SUPPLIED DATA:

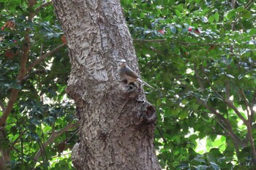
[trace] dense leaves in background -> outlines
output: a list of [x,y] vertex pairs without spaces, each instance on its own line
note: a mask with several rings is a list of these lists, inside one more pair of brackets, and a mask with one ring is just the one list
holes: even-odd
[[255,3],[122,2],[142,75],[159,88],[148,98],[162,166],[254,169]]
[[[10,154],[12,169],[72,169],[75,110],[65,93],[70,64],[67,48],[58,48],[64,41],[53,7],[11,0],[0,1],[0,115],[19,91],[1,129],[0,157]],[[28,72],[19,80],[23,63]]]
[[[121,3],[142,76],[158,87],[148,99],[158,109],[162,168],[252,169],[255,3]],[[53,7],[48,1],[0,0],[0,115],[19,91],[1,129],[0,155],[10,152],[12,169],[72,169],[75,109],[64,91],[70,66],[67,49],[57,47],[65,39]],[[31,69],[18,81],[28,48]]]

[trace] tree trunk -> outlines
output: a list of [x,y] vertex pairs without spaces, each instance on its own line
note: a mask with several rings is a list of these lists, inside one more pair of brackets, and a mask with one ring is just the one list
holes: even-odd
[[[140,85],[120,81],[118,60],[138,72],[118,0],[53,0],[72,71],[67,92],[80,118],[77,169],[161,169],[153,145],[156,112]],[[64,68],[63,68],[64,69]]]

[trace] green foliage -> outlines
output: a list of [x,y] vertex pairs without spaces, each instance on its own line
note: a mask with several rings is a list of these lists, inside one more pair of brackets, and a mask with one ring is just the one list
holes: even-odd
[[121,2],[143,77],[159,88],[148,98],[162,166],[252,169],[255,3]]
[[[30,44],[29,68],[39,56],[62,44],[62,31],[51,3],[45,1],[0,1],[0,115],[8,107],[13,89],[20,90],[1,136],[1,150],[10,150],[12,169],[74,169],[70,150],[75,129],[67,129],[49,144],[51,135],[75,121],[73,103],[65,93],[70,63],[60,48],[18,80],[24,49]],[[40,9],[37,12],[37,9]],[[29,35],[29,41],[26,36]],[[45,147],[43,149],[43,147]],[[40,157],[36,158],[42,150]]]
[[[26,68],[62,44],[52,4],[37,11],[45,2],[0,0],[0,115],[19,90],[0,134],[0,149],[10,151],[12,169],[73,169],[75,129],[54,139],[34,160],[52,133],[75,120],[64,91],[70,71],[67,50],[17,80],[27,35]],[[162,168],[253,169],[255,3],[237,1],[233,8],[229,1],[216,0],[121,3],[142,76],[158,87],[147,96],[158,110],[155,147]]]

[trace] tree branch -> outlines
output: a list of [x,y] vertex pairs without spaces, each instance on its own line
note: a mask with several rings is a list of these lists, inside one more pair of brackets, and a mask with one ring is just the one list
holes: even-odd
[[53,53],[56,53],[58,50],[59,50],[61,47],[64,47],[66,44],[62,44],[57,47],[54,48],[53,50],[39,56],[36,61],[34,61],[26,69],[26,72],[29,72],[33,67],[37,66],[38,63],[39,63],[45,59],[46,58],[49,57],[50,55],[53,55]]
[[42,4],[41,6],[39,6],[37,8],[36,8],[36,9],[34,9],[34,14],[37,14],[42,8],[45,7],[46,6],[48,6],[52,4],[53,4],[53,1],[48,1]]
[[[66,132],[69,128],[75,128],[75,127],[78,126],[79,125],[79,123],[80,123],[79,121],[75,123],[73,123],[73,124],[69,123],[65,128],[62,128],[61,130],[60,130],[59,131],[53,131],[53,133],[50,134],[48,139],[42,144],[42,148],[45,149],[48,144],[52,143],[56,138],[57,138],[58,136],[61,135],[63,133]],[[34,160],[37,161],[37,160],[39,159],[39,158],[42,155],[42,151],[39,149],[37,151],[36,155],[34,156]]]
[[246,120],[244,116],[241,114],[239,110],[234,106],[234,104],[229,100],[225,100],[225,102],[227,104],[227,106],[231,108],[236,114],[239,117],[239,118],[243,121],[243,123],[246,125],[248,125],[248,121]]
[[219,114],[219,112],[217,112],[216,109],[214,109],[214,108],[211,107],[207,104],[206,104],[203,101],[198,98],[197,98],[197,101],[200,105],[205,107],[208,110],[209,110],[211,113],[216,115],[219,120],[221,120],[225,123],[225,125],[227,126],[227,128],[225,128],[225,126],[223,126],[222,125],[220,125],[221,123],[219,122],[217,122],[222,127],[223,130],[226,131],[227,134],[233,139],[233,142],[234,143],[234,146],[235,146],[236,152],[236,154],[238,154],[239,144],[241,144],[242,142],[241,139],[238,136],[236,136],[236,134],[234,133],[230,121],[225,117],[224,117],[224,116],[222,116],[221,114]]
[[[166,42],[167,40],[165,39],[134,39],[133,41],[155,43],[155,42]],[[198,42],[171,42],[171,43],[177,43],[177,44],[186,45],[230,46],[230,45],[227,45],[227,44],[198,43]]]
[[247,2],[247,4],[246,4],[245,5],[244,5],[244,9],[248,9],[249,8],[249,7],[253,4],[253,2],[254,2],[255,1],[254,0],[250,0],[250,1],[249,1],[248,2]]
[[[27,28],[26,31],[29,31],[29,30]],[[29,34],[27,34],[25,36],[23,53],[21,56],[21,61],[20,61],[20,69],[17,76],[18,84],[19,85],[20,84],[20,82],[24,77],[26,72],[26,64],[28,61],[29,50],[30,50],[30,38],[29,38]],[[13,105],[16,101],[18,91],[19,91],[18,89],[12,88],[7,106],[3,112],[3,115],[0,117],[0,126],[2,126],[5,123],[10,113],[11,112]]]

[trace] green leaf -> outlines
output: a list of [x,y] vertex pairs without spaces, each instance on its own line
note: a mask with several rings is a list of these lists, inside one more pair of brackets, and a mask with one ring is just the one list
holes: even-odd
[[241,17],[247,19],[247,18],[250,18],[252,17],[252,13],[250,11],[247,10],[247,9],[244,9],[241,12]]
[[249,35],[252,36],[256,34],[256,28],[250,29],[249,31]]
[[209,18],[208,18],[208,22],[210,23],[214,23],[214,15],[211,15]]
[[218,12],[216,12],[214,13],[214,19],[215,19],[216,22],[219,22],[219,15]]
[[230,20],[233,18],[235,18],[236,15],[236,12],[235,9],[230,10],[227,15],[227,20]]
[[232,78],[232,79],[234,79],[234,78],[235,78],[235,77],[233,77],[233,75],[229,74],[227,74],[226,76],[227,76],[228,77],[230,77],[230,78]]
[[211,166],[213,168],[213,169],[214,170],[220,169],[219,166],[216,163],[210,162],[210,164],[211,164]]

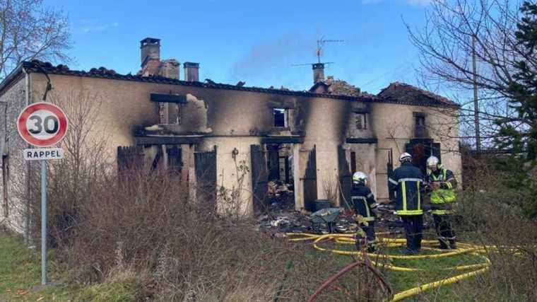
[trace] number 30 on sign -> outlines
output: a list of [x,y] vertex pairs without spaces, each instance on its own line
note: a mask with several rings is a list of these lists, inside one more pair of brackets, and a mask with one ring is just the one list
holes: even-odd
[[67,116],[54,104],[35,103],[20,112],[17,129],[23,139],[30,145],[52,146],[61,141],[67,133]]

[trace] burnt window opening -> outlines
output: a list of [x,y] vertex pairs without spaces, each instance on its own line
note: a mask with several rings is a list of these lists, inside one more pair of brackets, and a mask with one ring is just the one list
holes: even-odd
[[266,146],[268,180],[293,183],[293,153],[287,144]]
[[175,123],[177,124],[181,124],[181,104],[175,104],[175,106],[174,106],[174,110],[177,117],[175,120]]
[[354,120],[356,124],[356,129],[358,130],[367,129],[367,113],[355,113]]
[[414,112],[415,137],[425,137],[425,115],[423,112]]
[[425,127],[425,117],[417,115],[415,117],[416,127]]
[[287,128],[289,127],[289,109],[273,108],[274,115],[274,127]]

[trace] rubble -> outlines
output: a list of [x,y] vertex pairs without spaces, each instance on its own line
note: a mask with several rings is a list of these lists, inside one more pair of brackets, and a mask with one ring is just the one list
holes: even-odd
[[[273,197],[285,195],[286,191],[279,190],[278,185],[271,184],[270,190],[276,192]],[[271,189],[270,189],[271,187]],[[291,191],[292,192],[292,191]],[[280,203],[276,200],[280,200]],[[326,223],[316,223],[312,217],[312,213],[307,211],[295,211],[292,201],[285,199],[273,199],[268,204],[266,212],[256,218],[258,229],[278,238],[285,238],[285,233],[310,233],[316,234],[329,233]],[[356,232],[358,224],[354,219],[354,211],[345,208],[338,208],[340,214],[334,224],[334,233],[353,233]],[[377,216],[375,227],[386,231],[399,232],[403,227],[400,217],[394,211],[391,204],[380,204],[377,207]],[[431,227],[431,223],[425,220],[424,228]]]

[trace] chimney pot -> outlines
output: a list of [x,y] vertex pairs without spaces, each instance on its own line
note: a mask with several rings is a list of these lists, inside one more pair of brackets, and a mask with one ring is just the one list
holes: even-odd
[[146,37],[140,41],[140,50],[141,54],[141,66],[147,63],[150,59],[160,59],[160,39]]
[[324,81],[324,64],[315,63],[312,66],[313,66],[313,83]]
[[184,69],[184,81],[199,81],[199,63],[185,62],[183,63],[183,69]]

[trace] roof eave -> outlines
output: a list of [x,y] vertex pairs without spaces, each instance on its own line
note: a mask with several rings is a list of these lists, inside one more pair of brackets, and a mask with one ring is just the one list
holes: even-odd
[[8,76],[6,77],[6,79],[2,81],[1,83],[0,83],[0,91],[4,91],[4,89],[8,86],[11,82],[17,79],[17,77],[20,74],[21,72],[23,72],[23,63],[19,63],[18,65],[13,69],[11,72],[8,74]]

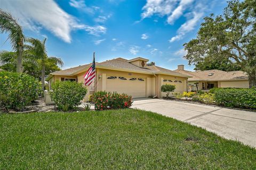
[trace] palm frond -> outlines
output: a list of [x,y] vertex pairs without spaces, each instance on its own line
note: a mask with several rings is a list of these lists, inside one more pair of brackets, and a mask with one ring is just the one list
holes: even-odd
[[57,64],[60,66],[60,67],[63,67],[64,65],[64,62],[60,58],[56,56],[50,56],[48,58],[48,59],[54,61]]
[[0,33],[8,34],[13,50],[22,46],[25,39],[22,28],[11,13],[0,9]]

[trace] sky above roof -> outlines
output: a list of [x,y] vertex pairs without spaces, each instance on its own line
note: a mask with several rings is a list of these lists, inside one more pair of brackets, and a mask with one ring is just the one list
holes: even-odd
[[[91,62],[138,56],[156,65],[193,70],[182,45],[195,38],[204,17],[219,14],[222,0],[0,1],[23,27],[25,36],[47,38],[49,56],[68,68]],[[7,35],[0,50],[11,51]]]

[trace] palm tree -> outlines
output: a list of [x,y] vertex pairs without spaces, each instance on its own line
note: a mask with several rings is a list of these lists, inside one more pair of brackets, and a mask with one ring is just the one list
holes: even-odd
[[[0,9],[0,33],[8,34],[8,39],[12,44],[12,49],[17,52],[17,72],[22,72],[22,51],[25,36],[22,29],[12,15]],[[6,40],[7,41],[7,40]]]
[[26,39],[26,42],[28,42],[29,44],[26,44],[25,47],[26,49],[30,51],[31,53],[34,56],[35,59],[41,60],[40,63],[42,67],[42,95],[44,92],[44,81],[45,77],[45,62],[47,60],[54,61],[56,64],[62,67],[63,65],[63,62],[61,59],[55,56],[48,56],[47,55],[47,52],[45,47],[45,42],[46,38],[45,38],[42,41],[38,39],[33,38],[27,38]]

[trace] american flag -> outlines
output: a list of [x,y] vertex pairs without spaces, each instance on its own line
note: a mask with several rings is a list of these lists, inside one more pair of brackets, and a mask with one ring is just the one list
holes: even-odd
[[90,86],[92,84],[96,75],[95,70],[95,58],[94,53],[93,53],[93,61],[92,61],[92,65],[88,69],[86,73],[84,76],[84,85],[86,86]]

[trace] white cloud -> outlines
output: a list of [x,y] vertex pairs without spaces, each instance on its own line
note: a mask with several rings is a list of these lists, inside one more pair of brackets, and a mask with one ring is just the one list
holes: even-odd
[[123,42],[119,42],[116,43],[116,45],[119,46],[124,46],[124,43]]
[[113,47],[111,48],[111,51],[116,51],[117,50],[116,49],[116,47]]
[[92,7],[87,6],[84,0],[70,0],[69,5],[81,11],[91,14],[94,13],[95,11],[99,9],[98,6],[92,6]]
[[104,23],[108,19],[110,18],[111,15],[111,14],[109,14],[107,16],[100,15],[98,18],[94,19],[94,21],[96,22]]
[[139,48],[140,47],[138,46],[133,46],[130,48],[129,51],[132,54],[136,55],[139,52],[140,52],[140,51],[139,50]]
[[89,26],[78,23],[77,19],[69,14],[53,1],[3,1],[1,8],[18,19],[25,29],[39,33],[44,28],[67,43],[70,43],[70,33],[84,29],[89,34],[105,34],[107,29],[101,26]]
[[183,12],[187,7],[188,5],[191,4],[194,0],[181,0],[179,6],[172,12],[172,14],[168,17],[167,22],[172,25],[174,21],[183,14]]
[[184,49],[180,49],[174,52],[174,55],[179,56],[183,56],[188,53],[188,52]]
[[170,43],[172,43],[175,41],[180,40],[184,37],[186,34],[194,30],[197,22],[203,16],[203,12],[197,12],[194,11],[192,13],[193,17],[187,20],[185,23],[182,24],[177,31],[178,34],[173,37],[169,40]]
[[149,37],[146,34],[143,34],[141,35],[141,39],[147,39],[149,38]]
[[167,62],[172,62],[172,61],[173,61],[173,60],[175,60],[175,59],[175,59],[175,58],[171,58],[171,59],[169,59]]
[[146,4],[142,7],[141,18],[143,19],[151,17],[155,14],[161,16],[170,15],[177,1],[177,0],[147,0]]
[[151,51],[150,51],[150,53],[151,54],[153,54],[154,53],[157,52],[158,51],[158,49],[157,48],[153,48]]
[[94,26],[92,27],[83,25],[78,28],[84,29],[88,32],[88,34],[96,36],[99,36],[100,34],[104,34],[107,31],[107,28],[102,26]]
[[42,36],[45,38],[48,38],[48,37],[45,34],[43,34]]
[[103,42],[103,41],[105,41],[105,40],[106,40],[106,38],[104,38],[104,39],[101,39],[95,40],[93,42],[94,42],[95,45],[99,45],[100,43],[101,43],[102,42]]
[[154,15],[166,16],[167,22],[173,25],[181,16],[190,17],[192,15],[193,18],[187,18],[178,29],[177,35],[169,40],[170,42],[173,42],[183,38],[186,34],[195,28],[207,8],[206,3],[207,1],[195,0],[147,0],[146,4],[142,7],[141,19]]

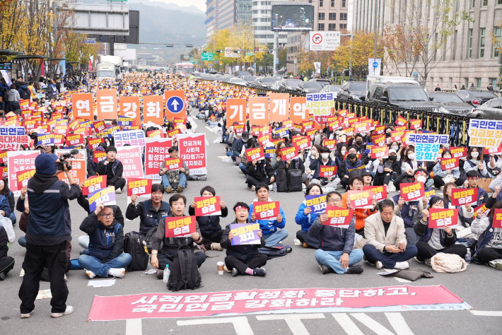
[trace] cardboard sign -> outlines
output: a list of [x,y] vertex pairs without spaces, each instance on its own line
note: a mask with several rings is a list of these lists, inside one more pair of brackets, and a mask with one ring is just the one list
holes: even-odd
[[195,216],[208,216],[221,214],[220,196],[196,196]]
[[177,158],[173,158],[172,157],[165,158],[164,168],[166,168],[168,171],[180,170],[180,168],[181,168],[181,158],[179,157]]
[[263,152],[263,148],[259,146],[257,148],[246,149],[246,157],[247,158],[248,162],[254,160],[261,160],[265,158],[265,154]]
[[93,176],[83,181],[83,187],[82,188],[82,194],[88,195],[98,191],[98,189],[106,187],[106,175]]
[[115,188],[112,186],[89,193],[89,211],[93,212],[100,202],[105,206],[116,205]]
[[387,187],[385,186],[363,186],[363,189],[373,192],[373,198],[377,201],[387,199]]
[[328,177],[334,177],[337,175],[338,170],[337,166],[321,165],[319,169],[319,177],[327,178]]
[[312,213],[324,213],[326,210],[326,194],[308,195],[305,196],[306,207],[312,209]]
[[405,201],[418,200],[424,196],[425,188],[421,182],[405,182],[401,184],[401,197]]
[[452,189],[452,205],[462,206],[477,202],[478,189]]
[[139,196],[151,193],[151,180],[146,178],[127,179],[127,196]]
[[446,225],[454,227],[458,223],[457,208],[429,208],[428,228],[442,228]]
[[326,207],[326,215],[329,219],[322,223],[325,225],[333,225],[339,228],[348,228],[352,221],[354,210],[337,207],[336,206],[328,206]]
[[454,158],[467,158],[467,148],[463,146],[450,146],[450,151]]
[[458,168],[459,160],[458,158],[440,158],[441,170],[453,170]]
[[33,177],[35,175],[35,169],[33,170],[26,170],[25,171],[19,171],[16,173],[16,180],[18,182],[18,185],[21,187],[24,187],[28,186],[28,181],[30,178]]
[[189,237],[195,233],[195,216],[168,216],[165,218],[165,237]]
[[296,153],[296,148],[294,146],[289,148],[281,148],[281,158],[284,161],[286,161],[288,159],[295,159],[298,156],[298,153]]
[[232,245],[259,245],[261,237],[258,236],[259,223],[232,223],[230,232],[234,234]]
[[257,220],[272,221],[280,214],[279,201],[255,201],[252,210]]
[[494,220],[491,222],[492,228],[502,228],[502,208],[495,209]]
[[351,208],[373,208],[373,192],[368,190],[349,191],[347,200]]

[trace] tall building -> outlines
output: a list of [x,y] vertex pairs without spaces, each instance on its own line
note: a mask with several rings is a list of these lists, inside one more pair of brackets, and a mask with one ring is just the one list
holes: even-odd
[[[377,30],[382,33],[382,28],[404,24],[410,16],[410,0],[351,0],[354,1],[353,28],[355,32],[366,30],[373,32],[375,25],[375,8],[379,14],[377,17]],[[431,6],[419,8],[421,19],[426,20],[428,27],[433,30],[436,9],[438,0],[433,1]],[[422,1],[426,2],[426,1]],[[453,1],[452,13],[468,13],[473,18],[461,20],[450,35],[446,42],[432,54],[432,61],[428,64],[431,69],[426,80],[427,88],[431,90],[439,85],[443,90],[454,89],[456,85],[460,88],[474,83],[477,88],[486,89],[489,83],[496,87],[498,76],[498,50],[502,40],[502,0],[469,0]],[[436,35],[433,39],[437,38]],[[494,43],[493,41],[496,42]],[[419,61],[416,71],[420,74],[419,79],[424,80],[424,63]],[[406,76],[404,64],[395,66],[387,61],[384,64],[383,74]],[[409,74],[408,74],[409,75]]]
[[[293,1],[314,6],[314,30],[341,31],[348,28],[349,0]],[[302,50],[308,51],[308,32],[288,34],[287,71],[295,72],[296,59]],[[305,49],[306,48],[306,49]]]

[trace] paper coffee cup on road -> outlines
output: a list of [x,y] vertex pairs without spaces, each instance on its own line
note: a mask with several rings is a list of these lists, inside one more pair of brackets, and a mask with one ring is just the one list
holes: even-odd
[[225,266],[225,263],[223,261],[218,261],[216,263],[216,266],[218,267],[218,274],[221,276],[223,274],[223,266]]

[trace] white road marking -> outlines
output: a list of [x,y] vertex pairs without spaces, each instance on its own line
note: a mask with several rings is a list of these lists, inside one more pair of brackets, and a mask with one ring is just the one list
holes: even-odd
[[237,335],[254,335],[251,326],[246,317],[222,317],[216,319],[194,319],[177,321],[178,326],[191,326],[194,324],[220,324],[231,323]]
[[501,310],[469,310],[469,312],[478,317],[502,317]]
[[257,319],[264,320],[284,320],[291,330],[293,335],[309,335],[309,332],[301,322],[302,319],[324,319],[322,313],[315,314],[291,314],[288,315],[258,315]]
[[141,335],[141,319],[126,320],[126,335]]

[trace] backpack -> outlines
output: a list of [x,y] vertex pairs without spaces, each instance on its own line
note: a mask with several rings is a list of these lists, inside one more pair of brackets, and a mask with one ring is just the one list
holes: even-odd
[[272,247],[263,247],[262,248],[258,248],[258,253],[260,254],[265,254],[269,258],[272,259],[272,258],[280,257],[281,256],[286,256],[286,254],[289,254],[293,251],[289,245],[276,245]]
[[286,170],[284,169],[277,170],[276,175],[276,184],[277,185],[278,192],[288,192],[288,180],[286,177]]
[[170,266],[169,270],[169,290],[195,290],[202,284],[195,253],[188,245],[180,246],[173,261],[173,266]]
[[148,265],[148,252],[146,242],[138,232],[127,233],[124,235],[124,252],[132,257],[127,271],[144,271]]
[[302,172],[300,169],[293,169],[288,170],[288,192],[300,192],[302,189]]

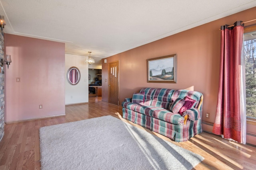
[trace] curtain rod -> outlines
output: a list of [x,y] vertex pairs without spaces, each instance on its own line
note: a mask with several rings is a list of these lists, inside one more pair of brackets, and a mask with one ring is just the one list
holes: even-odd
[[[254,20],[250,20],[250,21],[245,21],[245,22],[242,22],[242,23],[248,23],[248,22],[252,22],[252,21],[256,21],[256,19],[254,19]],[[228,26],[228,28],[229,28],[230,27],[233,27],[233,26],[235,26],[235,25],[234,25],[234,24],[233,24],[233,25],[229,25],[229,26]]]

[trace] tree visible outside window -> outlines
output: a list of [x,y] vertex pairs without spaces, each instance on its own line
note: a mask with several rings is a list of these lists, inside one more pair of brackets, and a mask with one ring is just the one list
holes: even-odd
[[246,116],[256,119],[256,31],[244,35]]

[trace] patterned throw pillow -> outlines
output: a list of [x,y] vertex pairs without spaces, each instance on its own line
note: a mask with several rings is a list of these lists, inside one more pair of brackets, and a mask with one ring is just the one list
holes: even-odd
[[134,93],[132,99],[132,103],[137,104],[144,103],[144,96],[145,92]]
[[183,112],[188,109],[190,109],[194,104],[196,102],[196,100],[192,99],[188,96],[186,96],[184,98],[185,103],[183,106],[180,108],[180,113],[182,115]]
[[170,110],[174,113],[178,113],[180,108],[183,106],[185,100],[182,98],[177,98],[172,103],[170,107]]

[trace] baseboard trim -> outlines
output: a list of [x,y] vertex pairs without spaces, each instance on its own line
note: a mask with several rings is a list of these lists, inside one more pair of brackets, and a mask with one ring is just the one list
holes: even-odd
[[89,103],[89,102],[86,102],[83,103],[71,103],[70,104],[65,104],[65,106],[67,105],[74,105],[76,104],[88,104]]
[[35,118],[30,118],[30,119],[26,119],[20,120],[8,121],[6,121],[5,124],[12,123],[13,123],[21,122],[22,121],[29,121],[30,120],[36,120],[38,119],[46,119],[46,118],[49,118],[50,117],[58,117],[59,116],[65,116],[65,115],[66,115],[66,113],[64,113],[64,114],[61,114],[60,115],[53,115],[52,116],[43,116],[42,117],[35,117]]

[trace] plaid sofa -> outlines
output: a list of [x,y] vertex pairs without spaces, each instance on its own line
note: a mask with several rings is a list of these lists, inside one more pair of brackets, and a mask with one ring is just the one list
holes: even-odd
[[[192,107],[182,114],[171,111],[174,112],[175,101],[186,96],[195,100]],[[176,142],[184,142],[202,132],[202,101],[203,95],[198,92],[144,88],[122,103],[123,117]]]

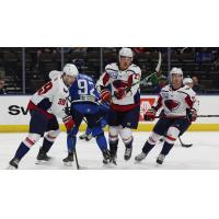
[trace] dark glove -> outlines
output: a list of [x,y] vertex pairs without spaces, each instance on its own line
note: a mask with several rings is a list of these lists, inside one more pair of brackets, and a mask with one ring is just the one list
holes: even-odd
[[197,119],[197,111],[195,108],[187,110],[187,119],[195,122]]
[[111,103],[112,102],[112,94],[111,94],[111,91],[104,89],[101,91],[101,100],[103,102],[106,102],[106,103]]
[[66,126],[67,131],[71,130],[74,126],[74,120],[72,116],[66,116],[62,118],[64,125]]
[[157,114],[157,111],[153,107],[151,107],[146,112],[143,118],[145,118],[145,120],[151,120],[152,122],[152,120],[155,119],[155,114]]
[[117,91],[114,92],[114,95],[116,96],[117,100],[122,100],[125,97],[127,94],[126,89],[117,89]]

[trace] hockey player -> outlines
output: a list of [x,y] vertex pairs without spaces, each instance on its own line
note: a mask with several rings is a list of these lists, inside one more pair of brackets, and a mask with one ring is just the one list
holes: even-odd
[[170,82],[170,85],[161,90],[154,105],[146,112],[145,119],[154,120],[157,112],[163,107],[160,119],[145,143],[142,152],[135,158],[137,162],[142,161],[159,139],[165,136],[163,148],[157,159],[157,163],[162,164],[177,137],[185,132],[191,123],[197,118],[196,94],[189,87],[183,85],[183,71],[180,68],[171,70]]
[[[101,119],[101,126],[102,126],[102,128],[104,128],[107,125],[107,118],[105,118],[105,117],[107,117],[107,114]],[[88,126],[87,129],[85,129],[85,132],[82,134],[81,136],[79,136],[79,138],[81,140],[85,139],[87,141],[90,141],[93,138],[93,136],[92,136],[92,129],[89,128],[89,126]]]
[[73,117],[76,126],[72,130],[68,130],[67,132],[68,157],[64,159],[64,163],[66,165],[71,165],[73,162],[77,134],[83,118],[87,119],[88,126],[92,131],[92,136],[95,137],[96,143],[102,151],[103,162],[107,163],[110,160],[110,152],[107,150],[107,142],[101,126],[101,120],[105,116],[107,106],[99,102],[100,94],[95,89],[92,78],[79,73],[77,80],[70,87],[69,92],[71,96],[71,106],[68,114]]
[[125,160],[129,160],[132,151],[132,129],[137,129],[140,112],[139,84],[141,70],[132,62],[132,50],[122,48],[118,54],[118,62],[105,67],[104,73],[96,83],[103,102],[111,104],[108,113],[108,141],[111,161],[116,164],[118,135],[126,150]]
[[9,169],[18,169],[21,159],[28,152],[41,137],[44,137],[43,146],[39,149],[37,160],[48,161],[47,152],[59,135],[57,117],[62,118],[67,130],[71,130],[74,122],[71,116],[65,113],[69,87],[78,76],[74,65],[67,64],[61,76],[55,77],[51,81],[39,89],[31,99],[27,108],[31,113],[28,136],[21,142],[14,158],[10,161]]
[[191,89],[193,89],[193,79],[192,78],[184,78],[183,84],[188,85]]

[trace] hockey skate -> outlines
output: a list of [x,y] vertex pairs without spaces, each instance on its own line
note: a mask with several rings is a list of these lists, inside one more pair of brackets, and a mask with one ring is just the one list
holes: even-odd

PROBLEM TO SOLVE: Recast the items that begin at the line containing "[trace] curtain rod -> outlines" and end after the line containing "[[246,116],[256,119],[256,31],[244,35]]" as a two-column CSV with the headers item and answer, one row per item. Put each item's text and its answer in their own quoted fields, with line breaks replaced by spaces.

RESULT FOR THIS TASK:
item,answer
"[trace] curtain rod -> outlines output: a list of [x,y] vertex pairs without spaces, each instance on its own line note: a mask with several rings is a list of these lists, inside one more pair of brackets, and a mask with one ring is just the one list holes: even-odd","[[[254,20],[250,20],[250,21],[245,21],[245,22],[242,22],[242,23],[248,23],[248,22],[252,22],[252,21],[256,21],[256,19],[254,19]],[[228,26],[228,28],[229,28],[230,27],[233,27],[233,26],[235,26],[235,25],[234,25],[234,24],[233,24],[233,25],[229,25],[229,26]]]"
"[trace] tree visible outside window -> outlines output: a list of [x,y] vertex pairs without spaces, each instance on its own line note: a mask with several rings is a list of these lists, inside one more pair of brackets, and a mask with one ring is just the one list holes: even-odd","[[246,116],[256,119],[256,31],[244,35]]"